(Point-per-instance localization data)
=-=-=-=-=

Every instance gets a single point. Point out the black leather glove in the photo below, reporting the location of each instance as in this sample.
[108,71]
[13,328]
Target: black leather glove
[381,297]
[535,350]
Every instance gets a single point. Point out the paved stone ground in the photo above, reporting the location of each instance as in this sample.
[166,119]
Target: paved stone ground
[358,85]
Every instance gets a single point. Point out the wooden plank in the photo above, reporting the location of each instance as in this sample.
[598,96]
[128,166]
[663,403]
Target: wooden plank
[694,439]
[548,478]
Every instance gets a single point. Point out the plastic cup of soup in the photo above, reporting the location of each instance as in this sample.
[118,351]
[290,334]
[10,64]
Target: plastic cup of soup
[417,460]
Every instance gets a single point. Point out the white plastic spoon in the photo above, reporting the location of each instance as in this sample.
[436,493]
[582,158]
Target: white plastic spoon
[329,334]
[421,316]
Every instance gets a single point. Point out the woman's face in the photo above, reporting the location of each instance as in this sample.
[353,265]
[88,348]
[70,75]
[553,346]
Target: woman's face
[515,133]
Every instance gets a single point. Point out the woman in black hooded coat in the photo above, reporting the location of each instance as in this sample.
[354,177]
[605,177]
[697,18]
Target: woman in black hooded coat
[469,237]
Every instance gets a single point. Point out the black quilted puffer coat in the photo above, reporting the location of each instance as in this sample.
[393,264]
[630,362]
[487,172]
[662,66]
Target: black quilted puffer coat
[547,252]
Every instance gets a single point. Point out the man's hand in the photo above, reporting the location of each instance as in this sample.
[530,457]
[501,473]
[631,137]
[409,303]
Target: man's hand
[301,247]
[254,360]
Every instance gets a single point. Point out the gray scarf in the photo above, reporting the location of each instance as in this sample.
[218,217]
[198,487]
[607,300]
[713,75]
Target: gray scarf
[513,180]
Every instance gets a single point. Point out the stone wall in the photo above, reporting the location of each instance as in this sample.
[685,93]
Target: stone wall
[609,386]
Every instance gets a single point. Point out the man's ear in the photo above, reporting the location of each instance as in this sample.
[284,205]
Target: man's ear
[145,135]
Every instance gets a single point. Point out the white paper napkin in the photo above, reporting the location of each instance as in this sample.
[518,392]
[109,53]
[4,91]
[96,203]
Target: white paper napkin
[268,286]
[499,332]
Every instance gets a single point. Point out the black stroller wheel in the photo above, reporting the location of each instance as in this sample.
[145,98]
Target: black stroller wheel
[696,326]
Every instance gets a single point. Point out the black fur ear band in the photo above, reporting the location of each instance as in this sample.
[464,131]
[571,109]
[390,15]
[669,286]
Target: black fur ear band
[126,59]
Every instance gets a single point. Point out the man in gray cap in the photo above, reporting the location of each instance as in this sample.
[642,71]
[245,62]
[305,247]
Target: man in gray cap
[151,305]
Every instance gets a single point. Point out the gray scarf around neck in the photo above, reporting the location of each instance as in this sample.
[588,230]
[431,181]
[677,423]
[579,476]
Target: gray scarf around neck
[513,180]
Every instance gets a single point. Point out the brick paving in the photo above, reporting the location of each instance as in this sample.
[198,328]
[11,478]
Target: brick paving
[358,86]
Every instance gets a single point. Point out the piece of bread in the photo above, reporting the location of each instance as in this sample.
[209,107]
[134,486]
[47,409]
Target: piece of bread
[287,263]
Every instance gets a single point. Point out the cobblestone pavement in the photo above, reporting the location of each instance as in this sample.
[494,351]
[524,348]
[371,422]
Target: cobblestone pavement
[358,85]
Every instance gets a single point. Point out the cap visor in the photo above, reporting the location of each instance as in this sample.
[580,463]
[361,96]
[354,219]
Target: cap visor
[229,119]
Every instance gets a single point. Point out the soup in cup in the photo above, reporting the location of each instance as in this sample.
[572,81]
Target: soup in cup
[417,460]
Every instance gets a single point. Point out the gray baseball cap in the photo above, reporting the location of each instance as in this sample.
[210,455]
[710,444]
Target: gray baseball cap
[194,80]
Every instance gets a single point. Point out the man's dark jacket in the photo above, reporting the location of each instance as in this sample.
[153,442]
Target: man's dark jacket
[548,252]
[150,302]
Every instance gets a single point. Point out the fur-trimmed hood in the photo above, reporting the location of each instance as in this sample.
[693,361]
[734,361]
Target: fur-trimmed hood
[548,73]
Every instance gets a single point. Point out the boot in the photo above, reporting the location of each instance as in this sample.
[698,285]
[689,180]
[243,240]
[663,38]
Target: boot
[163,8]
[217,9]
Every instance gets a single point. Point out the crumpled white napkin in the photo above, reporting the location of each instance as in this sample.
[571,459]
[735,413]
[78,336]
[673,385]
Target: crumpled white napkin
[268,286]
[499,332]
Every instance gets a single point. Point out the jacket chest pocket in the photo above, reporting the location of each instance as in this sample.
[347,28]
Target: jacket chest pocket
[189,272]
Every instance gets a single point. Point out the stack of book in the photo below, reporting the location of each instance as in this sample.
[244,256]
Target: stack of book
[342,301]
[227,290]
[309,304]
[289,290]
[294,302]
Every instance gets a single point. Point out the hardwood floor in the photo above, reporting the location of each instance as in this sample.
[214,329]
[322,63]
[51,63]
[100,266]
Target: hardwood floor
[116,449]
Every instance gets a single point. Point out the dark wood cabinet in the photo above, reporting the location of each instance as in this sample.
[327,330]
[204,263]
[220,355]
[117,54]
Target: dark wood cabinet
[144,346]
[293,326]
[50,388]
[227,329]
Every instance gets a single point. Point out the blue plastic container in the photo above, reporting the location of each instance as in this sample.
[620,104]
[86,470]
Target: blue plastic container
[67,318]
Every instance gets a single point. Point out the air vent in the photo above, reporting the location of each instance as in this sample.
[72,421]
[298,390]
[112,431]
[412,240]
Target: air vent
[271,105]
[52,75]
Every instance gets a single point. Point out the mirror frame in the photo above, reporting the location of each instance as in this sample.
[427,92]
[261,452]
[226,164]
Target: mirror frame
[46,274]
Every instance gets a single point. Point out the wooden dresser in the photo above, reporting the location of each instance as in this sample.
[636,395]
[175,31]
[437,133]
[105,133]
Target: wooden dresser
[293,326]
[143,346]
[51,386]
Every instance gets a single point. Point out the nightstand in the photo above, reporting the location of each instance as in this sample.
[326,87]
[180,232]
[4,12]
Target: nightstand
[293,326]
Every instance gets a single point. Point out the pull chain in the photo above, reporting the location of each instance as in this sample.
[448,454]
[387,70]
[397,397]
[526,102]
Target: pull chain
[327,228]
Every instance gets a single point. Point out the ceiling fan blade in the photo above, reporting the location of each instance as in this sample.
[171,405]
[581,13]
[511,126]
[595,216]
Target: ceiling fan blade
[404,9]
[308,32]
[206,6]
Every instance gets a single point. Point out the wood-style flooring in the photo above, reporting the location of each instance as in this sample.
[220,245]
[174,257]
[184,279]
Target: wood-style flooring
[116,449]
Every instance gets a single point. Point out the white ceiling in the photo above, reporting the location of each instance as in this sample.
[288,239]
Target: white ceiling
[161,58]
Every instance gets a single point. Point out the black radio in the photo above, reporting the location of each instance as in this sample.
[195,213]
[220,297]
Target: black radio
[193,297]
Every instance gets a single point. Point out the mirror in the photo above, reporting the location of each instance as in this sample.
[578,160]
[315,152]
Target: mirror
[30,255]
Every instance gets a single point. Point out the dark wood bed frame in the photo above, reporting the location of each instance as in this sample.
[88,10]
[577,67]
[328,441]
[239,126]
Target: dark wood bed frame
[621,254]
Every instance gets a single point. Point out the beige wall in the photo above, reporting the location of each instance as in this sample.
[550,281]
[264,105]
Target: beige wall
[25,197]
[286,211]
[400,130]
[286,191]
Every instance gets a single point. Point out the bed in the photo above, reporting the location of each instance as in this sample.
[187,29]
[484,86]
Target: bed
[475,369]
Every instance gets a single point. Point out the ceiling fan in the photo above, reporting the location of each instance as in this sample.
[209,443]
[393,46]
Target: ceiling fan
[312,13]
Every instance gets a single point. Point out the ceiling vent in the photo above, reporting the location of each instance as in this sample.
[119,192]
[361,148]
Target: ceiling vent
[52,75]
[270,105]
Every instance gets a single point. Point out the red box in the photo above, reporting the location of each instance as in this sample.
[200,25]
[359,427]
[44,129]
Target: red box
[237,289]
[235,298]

=-=-=-=-=

## Task details:
Look for the word "below". Copy out every line of the data that has it.

## Answer:
Every instance gets a single point. Point out the black leather glove in the photo below, reporting the location of each instance as in this sample.
Every instance gets a single point. Point out the stack of book in the photo below, reporting the location of each instance as in this sample.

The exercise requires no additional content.